▶ **EXERCISE DETAILS**
Can you rewrite the paragraph in the blueberries thread that begins "I know my cats are obligate carnivores" as a short bulleted list that keeps its main facts?

▶ **SELECTION**

# Blueberries?!



## gunterkat (Aug 19, 2006)

I ate some cereal with blueberries on top this morning, and Arianwen ate a couple of the berries!!
She really seemed to enjoy them, and I've learned I can trust her instincts when it comes to food, so I let her have at it.


----------



## Kobster (Feb 1, 2007)

Full of antioxidants! Very good for kitties (in moderation) may cause some loose stools if she gets few too many!


----------



## gunterkat (Aug 19, 2006)

I know Arianwen is an obligate carnivore, but she does get constipated sometimes, Maybe this was one of those times and she was seeking relief.
Still, it surprised me. And she was really happy afterward.
Glad to hear she gets an antioxidant benefit from it.


----------



## bluemilk (Oct 3, 2005)

Blueberries! luv 'em! Well cats,like other carnivores DO eat fruits,veggies,and herbs sometimes. I remember Percy had a thing for blueberries when he was a kitten. Maybe he saw me enjoying them and thought 'maybe I'll have a taste!' 

If you had them on cereal,they had some milk on them,which would make them doubly good!


----------



## Kobster (Feb 1, 2007)

I know my cats are obligate carnivores, but no body bothered to tell Sully that. He LOVES veggies. Broccolli, green beans, carrots, peas, nom nom nom. I have to fix him a little bit unbutterd and unsalted or he gets incensed that I'm eating without him. He has had a blueberry or two in his time as well. Weirdo!

▶ **PROVIDED DATA**

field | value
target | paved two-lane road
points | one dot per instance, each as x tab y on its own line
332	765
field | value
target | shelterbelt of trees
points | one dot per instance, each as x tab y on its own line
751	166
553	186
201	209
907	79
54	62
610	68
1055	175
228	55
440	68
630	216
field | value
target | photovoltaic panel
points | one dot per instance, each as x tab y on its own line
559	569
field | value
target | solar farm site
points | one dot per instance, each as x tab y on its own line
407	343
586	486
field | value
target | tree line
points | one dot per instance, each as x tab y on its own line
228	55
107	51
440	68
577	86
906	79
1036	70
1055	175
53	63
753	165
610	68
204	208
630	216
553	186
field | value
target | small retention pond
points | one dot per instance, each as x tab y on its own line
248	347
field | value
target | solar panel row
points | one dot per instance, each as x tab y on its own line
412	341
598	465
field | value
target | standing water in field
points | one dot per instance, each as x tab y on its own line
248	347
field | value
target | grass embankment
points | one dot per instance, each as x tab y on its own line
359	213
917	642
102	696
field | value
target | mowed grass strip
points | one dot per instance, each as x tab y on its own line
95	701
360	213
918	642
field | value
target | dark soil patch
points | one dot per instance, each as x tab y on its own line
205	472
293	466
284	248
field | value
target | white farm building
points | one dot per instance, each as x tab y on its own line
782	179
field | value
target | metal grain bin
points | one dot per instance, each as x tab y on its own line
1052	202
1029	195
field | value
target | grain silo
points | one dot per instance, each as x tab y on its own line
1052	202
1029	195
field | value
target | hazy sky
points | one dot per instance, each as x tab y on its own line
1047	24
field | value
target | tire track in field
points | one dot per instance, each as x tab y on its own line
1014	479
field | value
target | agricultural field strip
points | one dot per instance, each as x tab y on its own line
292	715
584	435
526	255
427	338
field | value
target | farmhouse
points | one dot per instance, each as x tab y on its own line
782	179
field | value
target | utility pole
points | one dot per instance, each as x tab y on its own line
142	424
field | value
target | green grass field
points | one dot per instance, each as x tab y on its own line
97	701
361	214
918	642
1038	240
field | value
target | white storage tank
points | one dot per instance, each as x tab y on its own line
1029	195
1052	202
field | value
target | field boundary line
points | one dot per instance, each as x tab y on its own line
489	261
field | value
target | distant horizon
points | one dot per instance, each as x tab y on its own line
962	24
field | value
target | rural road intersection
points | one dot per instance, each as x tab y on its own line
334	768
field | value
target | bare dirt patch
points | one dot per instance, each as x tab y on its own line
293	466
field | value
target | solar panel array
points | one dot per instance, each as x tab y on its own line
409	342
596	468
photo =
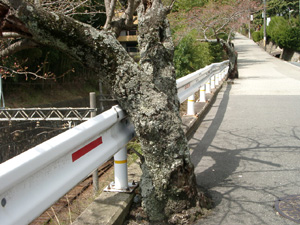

▶ **CORRECT RESPONSE**
- Sully is an obligate carnivore but loves vegetables.
- He eats broccoli, green beans, carrots and peas.
- He must get a small unbuttered, unsalted portion, or he is incensed that his owner is eating without him.
- He has also eaten a blueberry or two.